* _Task description_
Whenever a line in the records below contains "tire", pick it out.

• • • •

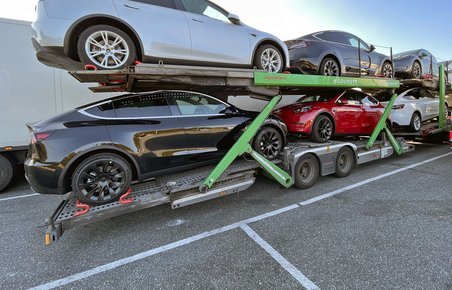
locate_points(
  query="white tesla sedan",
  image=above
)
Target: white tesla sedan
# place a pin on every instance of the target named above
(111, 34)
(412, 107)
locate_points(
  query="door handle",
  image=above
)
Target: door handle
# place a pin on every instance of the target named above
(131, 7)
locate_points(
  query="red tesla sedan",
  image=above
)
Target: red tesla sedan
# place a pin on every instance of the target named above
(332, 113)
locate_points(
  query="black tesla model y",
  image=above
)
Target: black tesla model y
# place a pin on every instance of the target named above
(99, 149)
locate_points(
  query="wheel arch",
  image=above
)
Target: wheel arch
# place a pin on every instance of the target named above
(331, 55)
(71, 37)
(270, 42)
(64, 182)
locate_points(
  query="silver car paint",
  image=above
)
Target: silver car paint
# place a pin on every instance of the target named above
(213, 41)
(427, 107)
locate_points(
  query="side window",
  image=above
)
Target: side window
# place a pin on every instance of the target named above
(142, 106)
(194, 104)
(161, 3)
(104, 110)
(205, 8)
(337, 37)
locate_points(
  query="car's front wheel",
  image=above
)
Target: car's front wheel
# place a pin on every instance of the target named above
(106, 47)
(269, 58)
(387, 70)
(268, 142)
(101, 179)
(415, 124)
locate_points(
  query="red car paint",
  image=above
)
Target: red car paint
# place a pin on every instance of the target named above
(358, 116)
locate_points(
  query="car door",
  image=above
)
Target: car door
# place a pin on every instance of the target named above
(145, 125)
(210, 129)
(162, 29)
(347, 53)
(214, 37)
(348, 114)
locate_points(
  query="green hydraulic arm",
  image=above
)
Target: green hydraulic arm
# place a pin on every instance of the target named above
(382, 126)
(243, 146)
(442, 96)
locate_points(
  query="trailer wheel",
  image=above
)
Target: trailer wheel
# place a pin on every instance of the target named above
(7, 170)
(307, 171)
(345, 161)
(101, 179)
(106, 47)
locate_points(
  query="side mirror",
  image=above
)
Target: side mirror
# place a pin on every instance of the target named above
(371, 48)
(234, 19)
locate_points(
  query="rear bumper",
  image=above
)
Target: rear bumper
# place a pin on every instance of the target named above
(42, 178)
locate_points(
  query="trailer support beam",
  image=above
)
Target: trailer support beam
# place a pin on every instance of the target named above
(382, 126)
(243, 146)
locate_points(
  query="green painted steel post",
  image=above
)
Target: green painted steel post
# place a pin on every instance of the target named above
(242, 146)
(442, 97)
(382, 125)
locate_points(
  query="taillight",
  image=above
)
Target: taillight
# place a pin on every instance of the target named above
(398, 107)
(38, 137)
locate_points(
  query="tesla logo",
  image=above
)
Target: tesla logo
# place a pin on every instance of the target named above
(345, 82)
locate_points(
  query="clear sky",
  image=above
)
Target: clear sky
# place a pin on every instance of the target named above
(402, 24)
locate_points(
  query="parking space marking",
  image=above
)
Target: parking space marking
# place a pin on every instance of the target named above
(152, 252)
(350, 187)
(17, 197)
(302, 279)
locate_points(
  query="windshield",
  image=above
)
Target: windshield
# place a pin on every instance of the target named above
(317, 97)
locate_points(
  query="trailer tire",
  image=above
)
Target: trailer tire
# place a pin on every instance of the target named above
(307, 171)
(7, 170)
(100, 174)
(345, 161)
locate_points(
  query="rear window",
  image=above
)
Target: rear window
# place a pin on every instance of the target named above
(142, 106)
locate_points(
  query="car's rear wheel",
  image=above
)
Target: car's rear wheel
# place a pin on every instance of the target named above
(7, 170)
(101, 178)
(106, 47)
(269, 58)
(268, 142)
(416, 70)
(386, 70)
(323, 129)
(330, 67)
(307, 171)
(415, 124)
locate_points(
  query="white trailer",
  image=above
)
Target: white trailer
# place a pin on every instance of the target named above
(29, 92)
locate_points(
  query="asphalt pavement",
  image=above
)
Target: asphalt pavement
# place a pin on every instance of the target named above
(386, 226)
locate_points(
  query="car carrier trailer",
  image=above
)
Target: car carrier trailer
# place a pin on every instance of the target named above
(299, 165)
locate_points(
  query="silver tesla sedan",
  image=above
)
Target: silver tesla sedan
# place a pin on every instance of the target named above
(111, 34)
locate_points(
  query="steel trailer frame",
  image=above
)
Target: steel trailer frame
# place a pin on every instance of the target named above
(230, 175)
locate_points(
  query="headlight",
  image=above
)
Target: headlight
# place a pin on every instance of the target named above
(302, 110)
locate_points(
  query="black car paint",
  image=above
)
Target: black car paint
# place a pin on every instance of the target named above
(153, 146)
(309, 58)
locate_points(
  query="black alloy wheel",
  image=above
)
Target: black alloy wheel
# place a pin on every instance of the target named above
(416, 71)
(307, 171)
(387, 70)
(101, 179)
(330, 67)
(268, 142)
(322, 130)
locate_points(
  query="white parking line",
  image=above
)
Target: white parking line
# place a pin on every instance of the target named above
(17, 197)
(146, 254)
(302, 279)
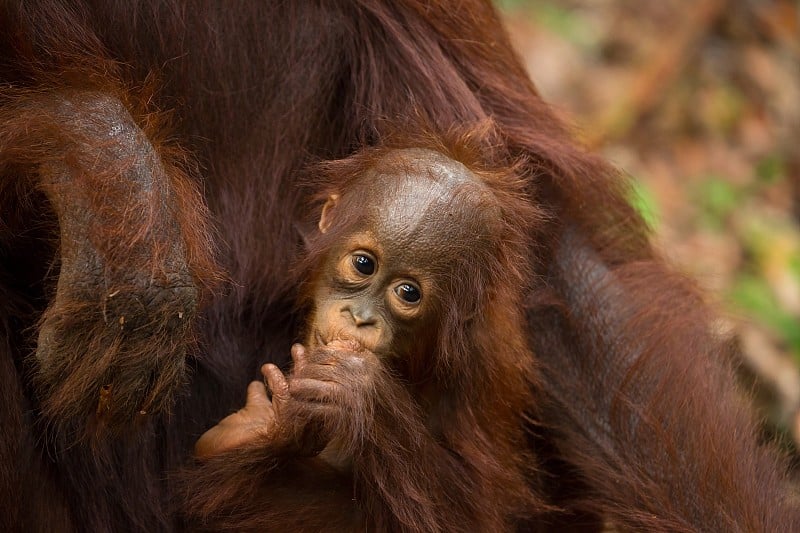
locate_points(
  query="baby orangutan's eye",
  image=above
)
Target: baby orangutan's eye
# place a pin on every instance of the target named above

• • • •

* _Exercise result_
  query="trailer tire",
Target: trailer tire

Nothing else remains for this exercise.